═════ SOURCE DOCUMENT
In any case, I've long come to learn in the freelance industry that the more
people talk about their success (which can be "so many clients I turn them
away", or "I am now charging 50K+"), the more unlikely that success actually
is. e.g. the guy who puts "published author" at the top of his blog likely has
an Amazon Digital Delivery PDF book. The guy who talks about "top clients" had
someone from Apple visit their blog once. And so on.

The more bombastic about success someone is, the more incredible the claims,
the more likely they're struggling for relevance, using the escalating
accomplishments to create it. Again, this has been my experience in the
industry, where when you look behind the curtain you find Lenny asking you not
to tell anyone how he lives.

In no way am I saying that about you, but just in _general_ HN has been awash
in "so much success I have to wear shades....now would you like to buy some
tupperware?" type posts (I'm not being facetious with the tupperware thing --
it's people claiming boundless success, and then pitching something so petty
that it puts it all in stark contrast), and I have to think it does a massive
disservice to most of the readership, putting in their notice on this notion
that there are endless lines of clients throwing money around for vague needs.
══════════
> [ACTIONS TO TAKE]:
A - Reproduce the forum comment from "The more bombastic" down to "how he lives.".
B - Answer these from the forum comment:
(i) What does the guy who puts "published author" at the top of his blog likely have?
(ii) According to the comment, what is someone who is very bombastic about success likely struggling for?
(iii) What product is named in the example pitch that follows "so much success I have to wear shades"?
═════ RECORDS PROVIDED
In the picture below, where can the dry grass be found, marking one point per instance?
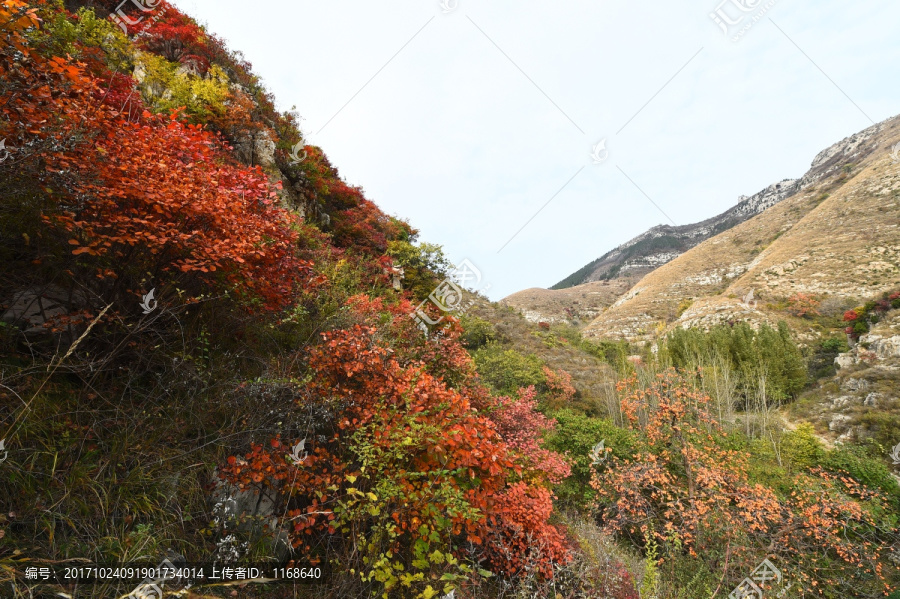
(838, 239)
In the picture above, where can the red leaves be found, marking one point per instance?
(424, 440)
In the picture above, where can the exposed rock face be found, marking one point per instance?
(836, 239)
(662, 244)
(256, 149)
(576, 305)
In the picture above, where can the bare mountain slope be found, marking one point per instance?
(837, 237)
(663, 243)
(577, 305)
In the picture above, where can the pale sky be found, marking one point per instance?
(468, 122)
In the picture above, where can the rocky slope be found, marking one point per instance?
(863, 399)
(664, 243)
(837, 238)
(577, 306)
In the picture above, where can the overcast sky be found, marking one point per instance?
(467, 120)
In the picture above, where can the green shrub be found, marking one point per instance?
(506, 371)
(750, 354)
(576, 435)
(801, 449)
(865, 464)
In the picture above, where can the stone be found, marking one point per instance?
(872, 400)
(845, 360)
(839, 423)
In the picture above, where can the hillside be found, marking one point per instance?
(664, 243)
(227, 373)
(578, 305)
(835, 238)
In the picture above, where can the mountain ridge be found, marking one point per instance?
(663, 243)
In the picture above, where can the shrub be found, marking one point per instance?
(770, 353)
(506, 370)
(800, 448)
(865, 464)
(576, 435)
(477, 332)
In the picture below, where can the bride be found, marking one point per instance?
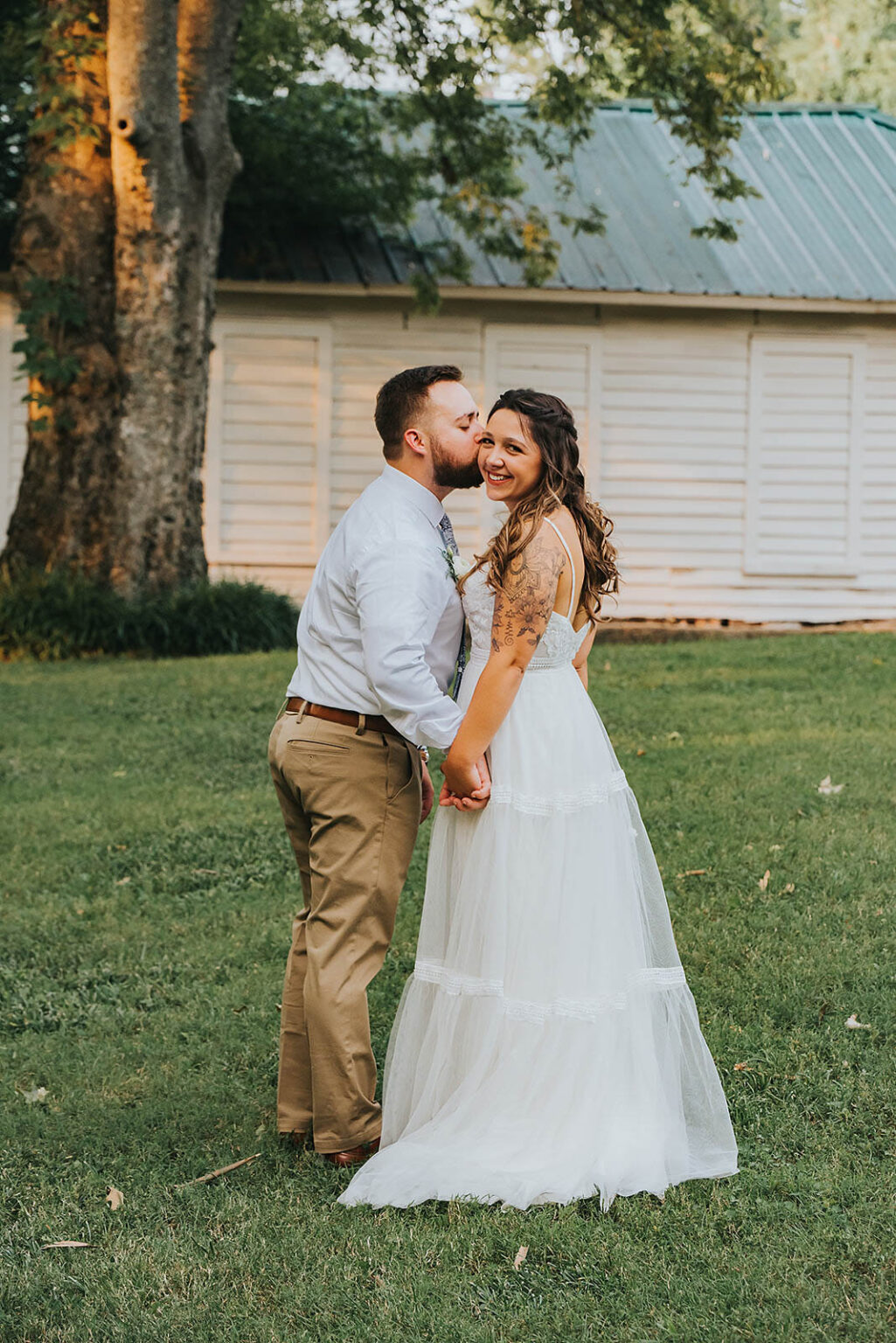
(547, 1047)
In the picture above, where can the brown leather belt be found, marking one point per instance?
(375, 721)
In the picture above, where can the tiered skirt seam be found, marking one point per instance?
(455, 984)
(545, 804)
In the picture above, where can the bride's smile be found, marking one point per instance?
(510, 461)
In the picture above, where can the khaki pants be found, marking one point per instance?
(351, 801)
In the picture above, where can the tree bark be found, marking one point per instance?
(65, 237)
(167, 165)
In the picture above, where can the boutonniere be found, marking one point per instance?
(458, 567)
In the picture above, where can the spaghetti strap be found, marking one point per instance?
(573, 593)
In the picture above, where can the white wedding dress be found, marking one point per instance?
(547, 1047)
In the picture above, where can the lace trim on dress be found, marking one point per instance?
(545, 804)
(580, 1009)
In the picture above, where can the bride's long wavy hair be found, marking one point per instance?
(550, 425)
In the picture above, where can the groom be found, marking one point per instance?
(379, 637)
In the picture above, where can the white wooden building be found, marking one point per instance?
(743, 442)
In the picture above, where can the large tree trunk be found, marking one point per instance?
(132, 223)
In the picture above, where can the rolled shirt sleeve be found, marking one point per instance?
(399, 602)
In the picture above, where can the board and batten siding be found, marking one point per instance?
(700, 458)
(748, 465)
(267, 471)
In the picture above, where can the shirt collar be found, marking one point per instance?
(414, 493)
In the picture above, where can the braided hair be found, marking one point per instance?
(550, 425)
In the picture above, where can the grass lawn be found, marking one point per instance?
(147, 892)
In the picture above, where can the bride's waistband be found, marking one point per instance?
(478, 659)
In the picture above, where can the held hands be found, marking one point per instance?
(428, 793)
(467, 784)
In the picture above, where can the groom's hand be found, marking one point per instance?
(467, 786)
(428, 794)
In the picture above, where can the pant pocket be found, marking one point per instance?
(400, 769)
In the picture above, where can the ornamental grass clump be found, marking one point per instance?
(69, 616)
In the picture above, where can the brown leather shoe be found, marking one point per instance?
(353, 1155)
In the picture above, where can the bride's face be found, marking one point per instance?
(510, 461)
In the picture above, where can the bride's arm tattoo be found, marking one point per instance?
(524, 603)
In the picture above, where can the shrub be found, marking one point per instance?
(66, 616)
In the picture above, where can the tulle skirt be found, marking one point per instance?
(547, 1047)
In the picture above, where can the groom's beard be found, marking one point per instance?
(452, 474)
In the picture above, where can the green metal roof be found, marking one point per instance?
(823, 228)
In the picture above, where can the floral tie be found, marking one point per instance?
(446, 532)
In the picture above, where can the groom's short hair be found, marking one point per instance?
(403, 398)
══════════
> [ANSWERS TO THE EXERCISE]:
A -
The more bombastic about success someone is, the more incredible the claims,
the more likely they're struggling for relevance, using the escalating
accomplishments to create it. Again, this has been my experience in the
industry, where when you look behind the curtain you find Lenny asking you not
to tell anyone how he lives.

B -
(i) An Amazon Digital Delivery PDF book.
(ii) Relevance.
(iii) Tupperware.